** Opening TASK DATA block **
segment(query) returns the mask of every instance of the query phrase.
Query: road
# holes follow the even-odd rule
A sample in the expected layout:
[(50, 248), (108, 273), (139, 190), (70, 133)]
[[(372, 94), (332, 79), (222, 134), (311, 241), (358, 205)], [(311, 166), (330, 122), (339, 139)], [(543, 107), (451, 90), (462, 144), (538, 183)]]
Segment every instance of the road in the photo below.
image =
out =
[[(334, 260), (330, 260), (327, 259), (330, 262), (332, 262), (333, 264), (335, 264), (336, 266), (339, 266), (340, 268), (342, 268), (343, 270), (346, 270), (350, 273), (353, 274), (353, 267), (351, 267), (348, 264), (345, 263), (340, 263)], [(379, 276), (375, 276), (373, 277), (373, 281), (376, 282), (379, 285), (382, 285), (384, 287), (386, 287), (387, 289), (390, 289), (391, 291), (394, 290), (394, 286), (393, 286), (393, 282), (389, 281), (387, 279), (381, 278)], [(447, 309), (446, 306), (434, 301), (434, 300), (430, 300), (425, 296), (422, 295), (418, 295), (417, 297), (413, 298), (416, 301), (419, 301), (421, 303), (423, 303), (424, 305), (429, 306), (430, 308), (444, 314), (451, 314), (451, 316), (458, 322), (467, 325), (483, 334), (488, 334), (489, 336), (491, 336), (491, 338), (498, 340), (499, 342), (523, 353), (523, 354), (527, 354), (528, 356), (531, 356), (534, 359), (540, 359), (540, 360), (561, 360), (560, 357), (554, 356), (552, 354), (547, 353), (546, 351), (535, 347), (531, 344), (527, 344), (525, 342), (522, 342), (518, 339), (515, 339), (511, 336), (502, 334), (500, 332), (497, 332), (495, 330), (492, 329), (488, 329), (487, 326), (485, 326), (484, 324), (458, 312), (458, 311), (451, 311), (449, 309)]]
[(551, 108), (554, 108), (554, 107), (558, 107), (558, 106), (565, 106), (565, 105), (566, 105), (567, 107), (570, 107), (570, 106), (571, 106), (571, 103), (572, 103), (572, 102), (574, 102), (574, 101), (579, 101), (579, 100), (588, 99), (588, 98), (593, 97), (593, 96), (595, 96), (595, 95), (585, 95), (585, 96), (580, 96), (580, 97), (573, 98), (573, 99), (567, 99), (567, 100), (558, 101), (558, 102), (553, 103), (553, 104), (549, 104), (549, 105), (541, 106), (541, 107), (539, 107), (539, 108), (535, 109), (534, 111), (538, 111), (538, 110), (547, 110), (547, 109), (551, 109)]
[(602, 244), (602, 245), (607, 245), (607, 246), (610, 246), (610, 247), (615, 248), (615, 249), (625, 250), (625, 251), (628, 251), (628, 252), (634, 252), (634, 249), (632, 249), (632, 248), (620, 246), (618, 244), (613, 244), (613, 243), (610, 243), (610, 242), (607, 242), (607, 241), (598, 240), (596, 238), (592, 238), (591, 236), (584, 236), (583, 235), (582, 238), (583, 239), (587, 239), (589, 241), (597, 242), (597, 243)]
** Closing TASK DATA block **
**AIM OF THE EXERCISE:** Among the records above, find each line holding "road" and list it.

**EXERCISE SOLUTION:**
Query: road
Segment every instance of the road in the photo below.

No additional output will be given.